## [Required actions]
A. Please reproduce the part of the EV charging post that starts with "The average mileage" and ends with "would reduce further.", swapping "average" for "typical" throughout.
B. Extend the EV charging post with new text that follows on from its last sentence.

## [Given text]
===
Re: Are they serious?
Sorry but what?
Quote: Please remind me what 'Very rapid charging' does to a battery !!!???
Very little if designed correctly, which they are. Modern EVs have many many small cells, so the charge rate per cell is relatively low, add to that active cell cooling, which all advanced EVs with rapid charging have. Rapid charging is generally only available between 20% and 80% charge levels, dropping to a more sedate charge rate once above 80% to avoid over charging issues. (Specific % differ per design).
Quote: Most people cannot live with the range limits and charging times (proper charging) if they have to travel regularly up/down the country.
That's not most people then is it?
The average mileage in the US is around 14,000 miles a year, and dropping, (even less in the UK at under 8,000 miles per year now). That's well under 300 miles per week, or under 40miles per day.
Many smaller EVs available now are over 200 mile range, so an average US driver would only need to charge their EV once or twice a week. Obviously if they got a long range EV, this would reduce further.
The people who do high mileage trips, are the exception, not the rule, and the EV manufactures, just like any other business, will always cater for the average users first, the outliers will have to wait a while longer.
Quote Also the extended range is only available on small/smaller EVs which is also a problem if you are required to carry people/things in your vehicle.
What! Smaller EVs are generally city cars, so tend to have smaller and cheaper batteries. The long range EVs tend to be large saloons or SUV types, and there are a whole range of pickup type trucks coming out. Their larger bodies allow for much bigger batteries than you'd even fit in a small, or even medium sized EV.
===
## [Records shown]
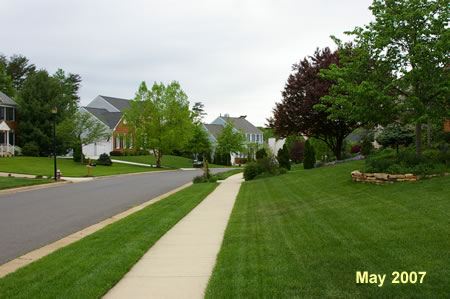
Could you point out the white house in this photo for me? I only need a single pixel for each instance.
(252, 133)
(108, 111)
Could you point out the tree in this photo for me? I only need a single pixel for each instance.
(261, 154)
(38, 95)
(310, 158)
(198, 112)
(409, 39)
(230, 140)
(297, 115)
(6, 83)
(81, 129)
(297, 150)
(396, 135)
(70, 86)
(283, 157)
(160, 119)
(18, 68)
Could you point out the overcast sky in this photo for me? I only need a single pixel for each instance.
(234, 56)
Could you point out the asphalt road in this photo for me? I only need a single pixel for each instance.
(32, 219)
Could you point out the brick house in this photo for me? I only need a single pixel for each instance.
(8, 125)
(252, 133)
(109, 111)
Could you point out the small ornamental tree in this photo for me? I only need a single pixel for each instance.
(260, 154)
(310, 156)
(396, 135)
(297, 151)
(366, 147)
(283, 157)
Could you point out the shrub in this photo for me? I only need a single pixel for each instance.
(200, 179)
(355, 149)
(104, 159)
(30, 149)
(366, 147)
(252, 170)
(77, 154)
(283, 157)
(115, 153)
(297, 151)
(269, 165)
(260, 154)
(310, 158)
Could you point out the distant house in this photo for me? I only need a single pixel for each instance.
(109, 111)
(8, 125)
(252, 133)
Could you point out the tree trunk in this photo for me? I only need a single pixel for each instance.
(158, 161)
(81, 153)
(419, 140)
(338, 150)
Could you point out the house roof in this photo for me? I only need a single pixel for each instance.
(118, 103)
(214, 129)
(241, 123)
(4, 99)
(111, 119)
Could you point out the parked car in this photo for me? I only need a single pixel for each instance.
(197, 164)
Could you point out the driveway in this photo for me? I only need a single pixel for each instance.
(32, 219)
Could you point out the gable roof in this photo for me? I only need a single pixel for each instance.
(118, 103)
(4, 99)
(214, 129)
(241, 123)
(111, 119)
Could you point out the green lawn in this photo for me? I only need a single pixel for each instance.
(90, 267)
(44, 166)
(10, 182)
(306, 233)
(167, 161)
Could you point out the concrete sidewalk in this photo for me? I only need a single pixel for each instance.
(180, 263)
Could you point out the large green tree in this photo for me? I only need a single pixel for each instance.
(39, 93)
(81, 129)
(160, 118)
(18, 67)
(408, 45)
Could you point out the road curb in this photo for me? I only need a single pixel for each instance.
(33, 187)
(34, 255)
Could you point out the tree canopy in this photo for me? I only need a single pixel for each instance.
(406, 50)
(297, 114)
(160, 118)
(39, 93)
(81, 129)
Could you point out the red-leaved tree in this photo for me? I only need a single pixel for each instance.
(296, 115)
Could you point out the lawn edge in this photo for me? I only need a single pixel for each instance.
(28, 258)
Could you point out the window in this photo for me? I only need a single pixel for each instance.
(117, 142)
(10, 113)
(12, 138)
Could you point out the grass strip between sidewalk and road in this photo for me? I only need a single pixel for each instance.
(44, 166)
(92, 266)
(166, 161)
(305, 234)
(11, 182)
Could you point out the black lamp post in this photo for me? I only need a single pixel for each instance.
(54, 110)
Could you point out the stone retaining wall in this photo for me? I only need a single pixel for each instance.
(385, 178)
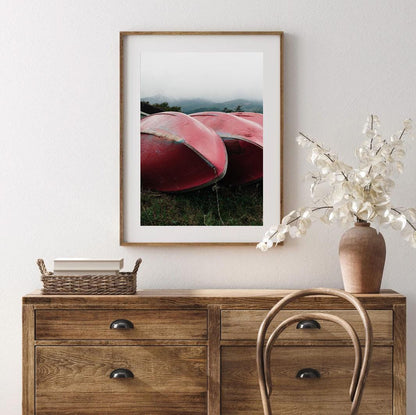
===
## [Expected results]
A.
The typical mileage in the US is around 14,000 miles a year, and dropping, (even less in the UK at under 8,000 miles per year now). That's well under 300 miles per week, or under 40miles per day.
Many smaller EVs available now are over 200 mile range, so an typical US driver would only need to charge their EV once or twice a week. Obviously if they got a long range EV, this would reduce further.

B.
Quote: Conceptually, EV is a nice idea BUT the technology is still not there, or the infrastructure, or the buyin by the public, or the facilities to recycle all the batteries.
1. Tech: The tech is there, it's just some of it is only in the top end, or just launched, EVs, so needs to trickle down a bit more (and drop in price).
2. Infrastructure: I agree to an extent, but it is coming, and that roll out is getting faster every year.
3. Buy in: Don't agree here, at least not in my neck of the woods.
4. Recycling of batteries: Agree here, although this is coming. Every design I've seen recently for new battery factories (and there seems to be a lot going up over the next few years around the world) has included a recycling plant on site as an integrated part of the factory itself, so the recovered materials go directly back into producing the next batch.
Overall I'd say tech wise, we are far enough along for EVs to be viable mainstream. But it will take a few years to build the recycling up, and the infrastructure etc.